Page extract:
== == ==

How Restoration Companies Are Valued: EBITDA Multiples, SDE, and What Really Moves the Number

Restoration companies sell on SDE at 2.3-3.5x or EBITDA at 4-8x. The same $3M-EBITDA business is worth $12M at 4x or $18M at 6x. Here is what moves it.


▸ Framework Answer

Restoration companies are valued on a multiple of profit. Small owner-operator shops sell on Seller's Discretionary Earnings (SDE) at roughly 2.3x to 3.5x. Once there is a real management layer, buyers switch to EBITDA, which runs about 4x to 5x for sub-$1M EBITDA, 5x to 6.5x at $1M-$3M EBITDA, and 6x to 8x and up for PE-ready companies. The multiple is not fixed: a $3M-EBITDA business is worth $12M at 4x or $18M at 6x - a $6M difference on the identical business, driven by books quality, scale, diversification, and owner-independence.


How Restoration Companies Are Valued: EBITDA Multiples, SDE, and What Really Moves the Number

A generation of restoration owners is heading for the exit at the same time. The founders who built mitigation and reconstruction companies through the 1990s and 2000s are now 55 to 70 years old, and the demographics are not subtle - a large share of the industry is owned by people who will retire within the decade. Sitting across the table from them is the most aggressive buyer pool the sector has ever seen: private-equity-backed roll-ups consolidating restoration at speed. Servpro (backed by Blackstone), BluSky (Partners Group and Kohlberg), ATI Restoration, and BELFOR Holdings are all actively acquiring, and unsolicited offers are landing in inboxes that have never thought about selling.

== == ==

Recorded data:

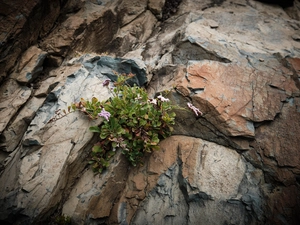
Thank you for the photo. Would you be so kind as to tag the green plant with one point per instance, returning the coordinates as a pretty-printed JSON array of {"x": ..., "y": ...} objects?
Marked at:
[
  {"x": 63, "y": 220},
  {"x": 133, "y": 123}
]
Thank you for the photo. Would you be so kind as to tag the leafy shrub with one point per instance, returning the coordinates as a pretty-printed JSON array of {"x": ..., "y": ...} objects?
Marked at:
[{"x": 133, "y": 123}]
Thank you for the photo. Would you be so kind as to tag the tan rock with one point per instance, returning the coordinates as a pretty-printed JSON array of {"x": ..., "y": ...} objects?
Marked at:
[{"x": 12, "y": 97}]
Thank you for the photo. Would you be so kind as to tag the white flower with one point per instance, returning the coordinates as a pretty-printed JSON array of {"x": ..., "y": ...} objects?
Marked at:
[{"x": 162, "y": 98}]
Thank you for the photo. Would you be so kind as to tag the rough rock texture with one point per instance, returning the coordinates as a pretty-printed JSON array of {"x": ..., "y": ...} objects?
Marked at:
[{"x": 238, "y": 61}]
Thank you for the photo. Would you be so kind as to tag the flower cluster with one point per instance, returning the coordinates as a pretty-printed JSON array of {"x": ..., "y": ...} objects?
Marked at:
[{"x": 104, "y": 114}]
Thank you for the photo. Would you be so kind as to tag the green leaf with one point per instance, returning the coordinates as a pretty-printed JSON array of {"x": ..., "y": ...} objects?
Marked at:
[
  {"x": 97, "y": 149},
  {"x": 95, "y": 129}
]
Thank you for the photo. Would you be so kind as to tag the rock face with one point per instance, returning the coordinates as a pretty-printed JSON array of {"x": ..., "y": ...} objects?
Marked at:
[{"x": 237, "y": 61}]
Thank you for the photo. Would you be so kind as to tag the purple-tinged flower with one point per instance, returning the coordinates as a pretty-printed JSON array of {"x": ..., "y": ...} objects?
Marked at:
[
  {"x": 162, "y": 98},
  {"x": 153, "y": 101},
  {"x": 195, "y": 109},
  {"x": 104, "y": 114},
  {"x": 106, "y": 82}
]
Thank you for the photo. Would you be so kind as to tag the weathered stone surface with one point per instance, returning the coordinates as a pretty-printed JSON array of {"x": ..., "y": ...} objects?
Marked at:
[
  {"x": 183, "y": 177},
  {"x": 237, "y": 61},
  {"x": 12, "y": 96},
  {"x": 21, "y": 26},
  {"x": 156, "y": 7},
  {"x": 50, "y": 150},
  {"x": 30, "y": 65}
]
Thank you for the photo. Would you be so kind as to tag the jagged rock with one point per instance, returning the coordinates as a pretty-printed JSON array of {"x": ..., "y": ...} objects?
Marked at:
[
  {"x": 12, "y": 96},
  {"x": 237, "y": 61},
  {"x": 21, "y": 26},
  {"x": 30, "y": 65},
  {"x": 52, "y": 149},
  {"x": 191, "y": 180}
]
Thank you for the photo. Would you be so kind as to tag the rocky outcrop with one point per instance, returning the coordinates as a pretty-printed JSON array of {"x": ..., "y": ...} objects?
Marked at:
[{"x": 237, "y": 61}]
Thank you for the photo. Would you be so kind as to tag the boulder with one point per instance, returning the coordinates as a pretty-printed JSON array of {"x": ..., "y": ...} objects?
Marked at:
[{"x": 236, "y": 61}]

== == ==

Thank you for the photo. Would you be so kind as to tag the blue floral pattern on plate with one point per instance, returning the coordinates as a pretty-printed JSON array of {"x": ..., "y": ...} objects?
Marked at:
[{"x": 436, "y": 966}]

== == ==

To-do list:
A. Count the lines in the records that contain the word "green", and give only that number.
B. Pick up the text on how restoration companies are valued and keep writing from its last sentence.

Solved tasks:
A. 2

B.
If you got one of those offers - or expect to - the first question is almost always the same: what is my business actually worth? This post answers the mechanics. It is for the owner of a $2M-$10M restoration company who knows the offer is coming someday, knows the books are not ready, and wants to understand the math before a buyer uses it against him.

Valuation is not magic. It is a profit number multiplied by a market multiple, and both halves of that equation are within your control. According to Peak Business Valuation, 2024, restoration and remediation businesses transact in well-established ranges depending on size and profile. The RIA Cost of Doing Business Report, 2024 puts the industry's average net margin near 14 percent, with roughly 7 percent of companies losing money - which tells you the profit half of the equation varies enormously, and so does the price.

Below we cover the two profit bases buyers use (SDE and EBITDA), the multiple ranges by company size, the seven factors that move your multiple up or down, and a worked example that shows why two identical-looking companies can sell for a $6M difference.

SDE vs EBITDA: Which Number Buyers Apply

▸ Quick Answer

SDE measures what a single owner-operator takes home from the business; EBITDA measures the profit of the business run by hired management. Small owner-run shops are valued on SDE; companies with a management layer the owner can step back from are valued on EBITDA. EBITDA is always lower than SDE for the same company because it subtracts a market-rate manager's salary.

Seller's Discretionary Earnings (SDE) is the total financial benefit one owner-operator extracts from the business. You start with net profit, then add back the owner's salary, the owner's personal perks run through the business, interest, taxes, depreciation, amortization, and any one-time or non-recurring expenses. The logic: a buyer who will run the company themselves cares about the total cash the business throws off to a single working owner. SDE applies to small shops - the owner is the rainmaker, the estimator, or the GM, and the company orbits around them.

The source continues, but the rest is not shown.